-- Begin --

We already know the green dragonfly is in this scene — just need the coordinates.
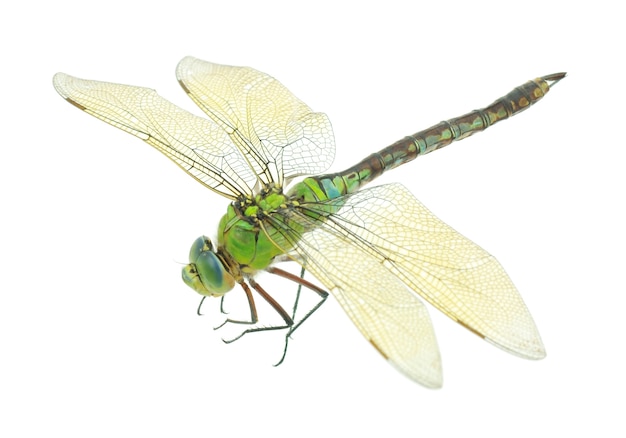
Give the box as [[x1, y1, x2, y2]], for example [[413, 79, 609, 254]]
[[54, 57, 565, 387]]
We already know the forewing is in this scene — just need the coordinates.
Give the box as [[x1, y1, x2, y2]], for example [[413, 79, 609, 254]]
[[314, 184, 545, 359], [176, 57, 335, 185], [53, 73, 256, 199], [276, 207, 442, 388]]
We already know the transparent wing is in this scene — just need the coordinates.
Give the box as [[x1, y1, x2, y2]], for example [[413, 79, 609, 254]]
[[176, 57, 335, 186], [294, 184, 545, 360], [290, 216, 442, 388], [53, 73, 257, 199]]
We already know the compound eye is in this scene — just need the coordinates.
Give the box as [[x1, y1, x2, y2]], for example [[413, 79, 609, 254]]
[[182, 236, 235, 296]]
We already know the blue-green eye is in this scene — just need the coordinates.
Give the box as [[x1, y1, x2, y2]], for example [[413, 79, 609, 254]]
[[182, 236, 235, 296]]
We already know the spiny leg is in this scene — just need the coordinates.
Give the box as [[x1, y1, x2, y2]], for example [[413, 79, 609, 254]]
[[218, 278, 294, 344], [214, 281, 258, 330], [266, 266, 328, 366]]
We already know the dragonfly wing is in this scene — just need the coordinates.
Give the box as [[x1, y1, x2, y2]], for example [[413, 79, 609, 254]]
[[53, 73, 257, 199], [176, 57, 335, 185], [304, 184, 545, 359], [278, 215, 442, 388]]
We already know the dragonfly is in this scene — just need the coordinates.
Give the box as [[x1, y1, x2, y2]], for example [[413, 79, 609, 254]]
[[53, 57, 565, 388]]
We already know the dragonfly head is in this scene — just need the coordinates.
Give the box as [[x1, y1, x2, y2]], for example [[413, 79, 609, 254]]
[[183, 236, 235, 297]]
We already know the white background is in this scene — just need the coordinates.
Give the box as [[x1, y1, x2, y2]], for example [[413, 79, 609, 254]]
[[0, 0, 626, 437]]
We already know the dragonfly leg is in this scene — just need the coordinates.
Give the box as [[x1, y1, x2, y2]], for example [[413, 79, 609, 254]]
[[196, 296, 206, 316], [217, 278, 294, 344], [266, 266, 328, 366], [214, 281, 259, 330]]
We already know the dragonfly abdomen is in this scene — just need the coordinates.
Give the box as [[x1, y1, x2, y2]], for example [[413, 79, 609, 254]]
[[307, 73, 565, 200]]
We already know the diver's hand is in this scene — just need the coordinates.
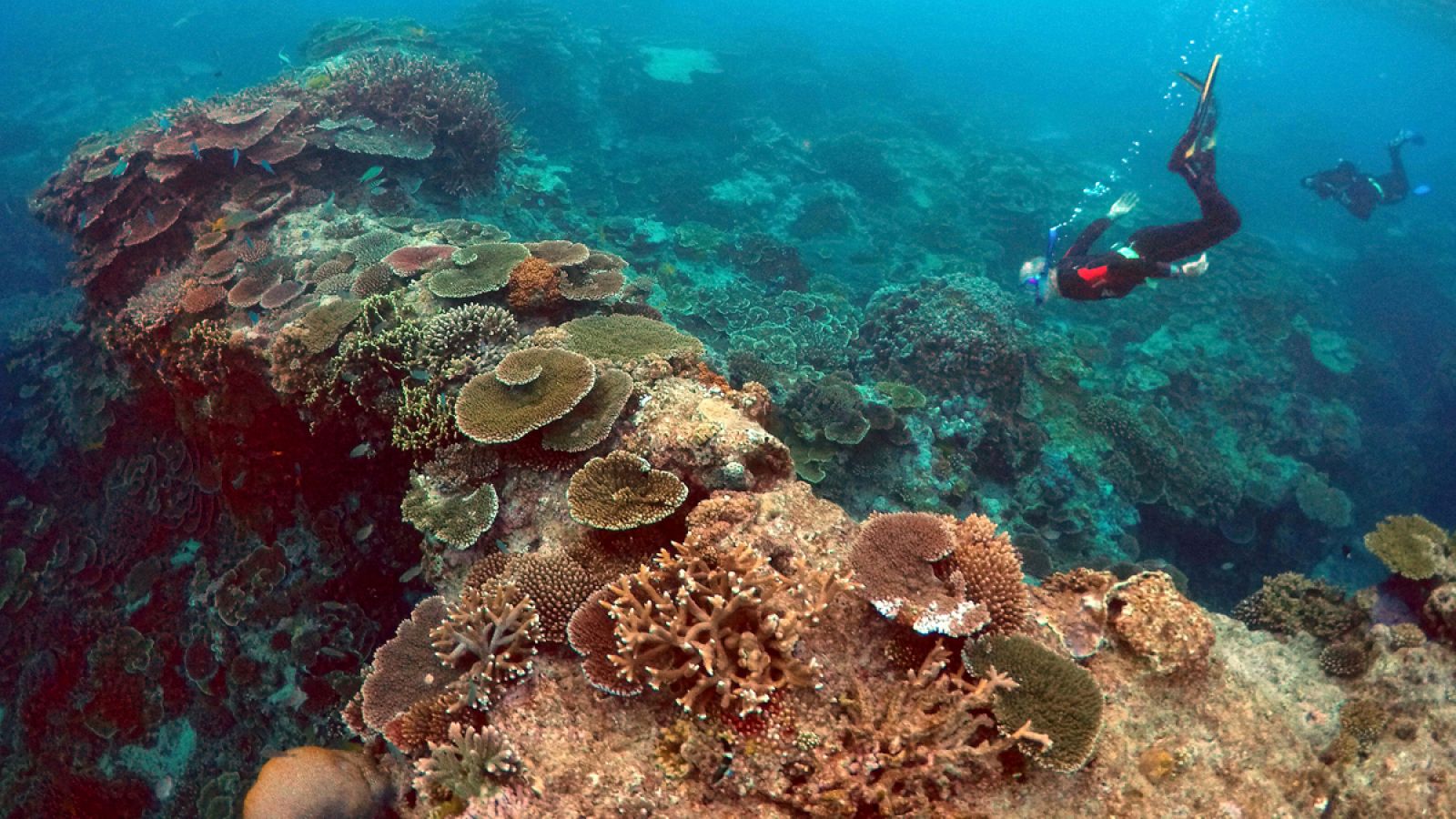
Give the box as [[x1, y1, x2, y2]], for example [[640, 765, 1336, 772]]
[[1178, 254, 1208, 278], [1107, 191, 1138, 220]]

-- End --

REQUIREMENTS: Put every line of the data above into a Markdown table with the columns "No." and "Text", skipping blank lines. Leave the pictures out.

EXERCISE ANSWER:
| No. | Text |
|---|---|
| 1 | We already know the green dragonfly is in this scene — just need the coordinates. |
| 2 | Give the box as [[x1, y1, x2, y2]], for example [[413, 79, 609, 254]] |
| 3 | [[54, 57, 565, 387]] |
| 4 | We already know the forewing is in this scene — just need the coordinates. |
| 5 | Give the box as [[x1, y1, x2, y2]], for example [[413, 79, 609, 254]] |
| 6 | [[314, 184, 545, 359], [176, 57, 335, 185], [53, 73, 256, 199], [276, 207, 442, 388]] |
| 7 | We already know the transparent wing is in this scene — just need the coordinates. |
| 8 | Give the box as [[x1, y1, x2, y2]], for example [[413, 79, 609, 254]] |
| 9 | [[176, 57, 335, 186], [294, 184, 545, 360], [290, 216, 442, 388], [53, 73, 257, 199]] |
| 10 | We already know the compound eye is in this scene — just need the coordinates. |
| 11 | Give the box as [[x1, y1, x2, y2]], for example [[413, 79, 609, 254]] |
| 12 | [[182, 236, 235, 296]] |
| 13 | We already know the blue-green eye is in this scene — just need the coordinates. |
| 14 | Give the box as [[x1, y1, x2, y2]], for example [[413, 79, 609, 254]] |
| 15 | [[182, 236, 235, 296]] |
| 16 | We already know the spiny leg is in this scene — just need the coordinates. |
| 17 | Give the box as [[x1, y1, x2, y2]], for example [[413, 79, 609, 254]] |
| 18 | [[218, 278, 294, 344], [214, 281, 258, 330], [266, 266, 328, 366]] |
| 19 | We already know the dragonfly wing is in this scene — just need the coordinates. |
| 20 | Give the box as [[x1, y1, x2, y2]], for example [[413, 79, 609, 254]] |
| 21 | [[53, 73, 257, 199], [176, 57, 335, 185], [304, 184, 545, 359], [278, 215, 442, 388]] |
| 22 | We already know the dragonfly is in this scene — just need the coordinates. |
| 23 | Give the box as [[x1, y1, x2, y2]], for example [[413, 79, 609, 254]] |
| 24 | [[53, 57, 565, 388]] |
| 25 | We already know the dragonfly head is in this scene — just need the coordinates. |
| 26 | Give the box as [[x1, y1, x2, y2]], for example [[413, 79, 609, 254]] |
| 27 | [[183, 236, 235, 297]] |
| 28 | We already know the white background is in this scene — just need the coordinates. |
| 29 | Give the box as [[x1, y1, x2, y2]], for example [[413, 79, 609, 254]] |
| 30 | [[0, 0, 626, 437]] |
| 31 | We already know the dragonfly leg is in this scene — just need the coordinates. |
| 32 | Give the box as [[x1, y1, x2, y2]], for example [[413, 79, 609, 254]] |
| 33 | [[196, 296, 206, 316], [217, 278, 294, 344], [266, 266, 328, 366], [214, 281, 259, 330]] |
| 34 | We already know the dragonfly abdomen is in this scene — just need the coordinates. |
| 35 | Give the box as [[x1, y1, x2, y2]], for example [[413, 79, 609, 254]] |
| 36 | [[307, 73, 565, 200]] |
| 37 | We already know the diver's hand is in this scene — just need the coordinates. |
| 38 | Give the box as [[x1, y1, x2, y2]], for example [[640, 765, 1336, 772]] |
| 39 | [[1178, 254, 1208, 278], [1107, 191, 1138, 220]] |